> [PROBLEM STATEMENT]: From the profile of Dr. Landfear below, list every organism his research is said to have studied.

> [SELECTED PASSAGE]:
Harvard University, Cambridge, MA
A.M., Ph.D. (Biochemistry). Mentor: Dr. William N. Lipscomb
University of Chicago, Chicago, IL
Postdoctoral Fellow, Harvard School of Public Health, Mentor: Dyann Wirth
Postdoctoral Fellow, Department of Biology, Massachusetts Institute of Technology, Mentor: Harvey F. LodishBio
Dr. Landfear received his undergraduate degree in Chemistry from the University of Chicago. He performed research, supported in part by a National Science Foundation fellowship, on bio-organic chemistry and the mechanism of enzyme action. He then received his Ph.D. in biochemistry from Harvard University, working with Nobel laurate William Lipscomb on the structure and function of the model regulatory enzyme aspartate transcarbamylase. He then did 4 years of postdoctoral work in the laboratory of Harvey Lodish in the Department of Biology at MIT, where he studied gene regulation during development in Dictyostelium discoideum. Subsequently, he did additional postdoctoral work at the Harvard School of Public Health, studying gene expression in the parasitic protozoan Leishmania.
Dr. Landfear moved to OHSU as an Assistant Professor in the Department of Molecular Microbiology & Immunology 1987 where he initiated studies on the developmental regulation of gene expression in Leishmania parasites. The laboratory soon began to focus on glucose transporters as developmentally regulated genes that played central roles in the physiology of the parasite and in its ability to take up critical nutrients from its hosts. His laboratory subsequently proceeded to study other important transporters from Leishmania and African trypanosomes, including the cloning of the genes for purine nucleoside and nucleobase transporters, purines being critical nutrients that the parasite cannot synthesize and must import from its hosts. Studies on transporters have also led to investigating mechanisms for specialized targeting of integral membrane proteins in these parasites, especially targeting of transporters and channels to the flagellar membrane of Leishmania and African trypanosomes and the roles such flagellar membrane proteins play in sensing the changing environment of the parasites.

> [SUPPLIED ENTRIES]:
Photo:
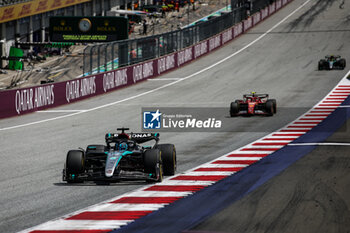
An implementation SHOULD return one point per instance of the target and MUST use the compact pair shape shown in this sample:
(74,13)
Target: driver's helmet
(123,146)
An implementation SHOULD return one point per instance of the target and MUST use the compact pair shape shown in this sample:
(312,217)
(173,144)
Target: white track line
(320,144)
(166,85)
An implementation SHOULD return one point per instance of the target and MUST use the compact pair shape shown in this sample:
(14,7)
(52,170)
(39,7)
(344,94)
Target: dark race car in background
(254,104)
(122,158)
(332,63)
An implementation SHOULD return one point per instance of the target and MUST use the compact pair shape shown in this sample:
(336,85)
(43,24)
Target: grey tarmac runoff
(282,63)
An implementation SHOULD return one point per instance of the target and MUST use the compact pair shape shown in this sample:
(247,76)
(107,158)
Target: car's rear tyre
(323,65)
(168,153)
(153,164)
(320,65)
(269,108)
(234,109)
(274,105)
(74,165)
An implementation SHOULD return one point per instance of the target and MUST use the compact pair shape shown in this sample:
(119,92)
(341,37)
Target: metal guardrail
(109,56)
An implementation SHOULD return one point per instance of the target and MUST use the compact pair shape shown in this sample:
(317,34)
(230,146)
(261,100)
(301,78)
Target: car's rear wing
(256,95)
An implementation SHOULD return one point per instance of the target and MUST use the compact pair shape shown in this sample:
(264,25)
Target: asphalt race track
(283,63)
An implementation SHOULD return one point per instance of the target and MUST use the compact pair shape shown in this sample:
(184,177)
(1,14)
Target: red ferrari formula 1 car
(254,104)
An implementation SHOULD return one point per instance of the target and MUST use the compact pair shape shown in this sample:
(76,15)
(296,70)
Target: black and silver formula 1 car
(122,158)
(254,104)
(332,63)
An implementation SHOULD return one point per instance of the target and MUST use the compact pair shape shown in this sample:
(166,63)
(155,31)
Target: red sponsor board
(264,13)
(237,30)
(200,49)
(214,42)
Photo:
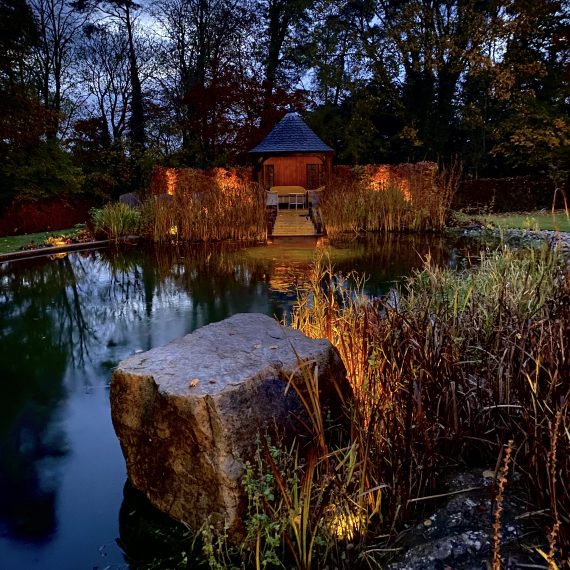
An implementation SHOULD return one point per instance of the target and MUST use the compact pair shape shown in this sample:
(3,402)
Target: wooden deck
(294,222)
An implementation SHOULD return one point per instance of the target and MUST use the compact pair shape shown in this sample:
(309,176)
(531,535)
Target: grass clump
(418,201)
(206,208)
(446,371)
(116,220)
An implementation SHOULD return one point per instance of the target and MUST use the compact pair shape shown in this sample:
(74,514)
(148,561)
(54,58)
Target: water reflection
(64,324)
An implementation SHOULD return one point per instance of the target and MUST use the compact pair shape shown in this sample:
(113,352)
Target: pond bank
(517,237)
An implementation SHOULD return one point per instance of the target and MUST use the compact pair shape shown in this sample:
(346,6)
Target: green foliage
(116,220)
(42,171)
(445,368)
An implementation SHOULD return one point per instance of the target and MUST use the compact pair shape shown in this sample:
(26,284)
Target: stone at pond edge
(185,437)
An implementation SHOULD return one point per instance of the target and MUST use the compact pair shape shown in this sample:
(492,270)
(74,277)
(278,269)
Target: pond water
(66,322)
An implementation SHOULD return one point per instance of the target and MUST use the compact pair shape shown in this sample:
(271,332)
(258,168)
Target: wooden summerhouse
(292,158)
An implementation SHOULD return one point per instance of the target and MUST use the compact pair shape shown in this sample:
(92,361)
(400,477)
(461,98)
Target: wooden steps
(293,223)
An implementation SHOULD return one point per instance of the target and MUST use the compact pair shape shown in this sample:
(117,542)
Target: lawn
(9,244)
(528,221)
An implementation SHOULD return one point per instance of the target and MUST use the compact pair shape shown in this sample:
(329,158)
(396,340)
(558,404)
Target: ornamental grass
(447,370)
(207,208)
(415,199)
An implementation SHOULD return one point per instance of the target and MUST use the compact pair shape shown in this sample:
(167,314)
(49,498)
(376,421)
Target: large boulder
(188,414)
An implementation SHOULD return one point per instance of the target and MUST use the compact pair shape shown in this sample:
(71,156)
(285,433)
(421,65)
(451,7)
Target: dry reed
(207,208)
(450,361)
(421,204)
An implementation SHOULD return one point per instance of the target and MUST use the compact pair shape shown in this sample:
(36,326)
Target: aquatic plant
(207,208)
(416,200)
(116,220)
(452,366)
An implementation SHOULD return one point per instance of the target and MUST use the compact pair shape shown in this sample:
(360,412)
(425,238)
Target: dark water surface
(66,322)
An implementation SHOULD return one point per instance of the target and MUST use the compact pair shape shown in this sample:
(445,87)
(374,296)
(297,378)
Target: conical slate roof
(291,134)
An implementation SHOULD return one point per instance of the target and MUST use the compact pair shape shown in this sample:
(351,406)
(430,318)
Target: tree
(59,26)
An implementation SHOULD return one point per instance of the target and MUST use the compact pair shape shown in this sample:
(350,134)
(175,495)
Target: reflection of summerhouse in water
(292,156)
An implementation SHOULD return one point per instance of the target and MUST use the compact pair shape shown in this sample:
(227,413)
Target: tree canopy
(95,87)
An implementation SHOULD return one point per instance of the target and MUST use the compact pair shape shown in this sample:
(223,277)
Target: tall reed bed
(207,208)
(416,199)
(452,367)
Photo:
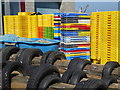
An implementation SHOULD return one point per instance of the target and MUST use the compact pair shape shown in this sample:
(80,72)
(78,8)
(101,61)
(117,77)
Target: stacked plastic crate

> [SOLUTION TO THIS EXERCISE]: Dictyostelium discoideum, Leishmania, African trypanosomes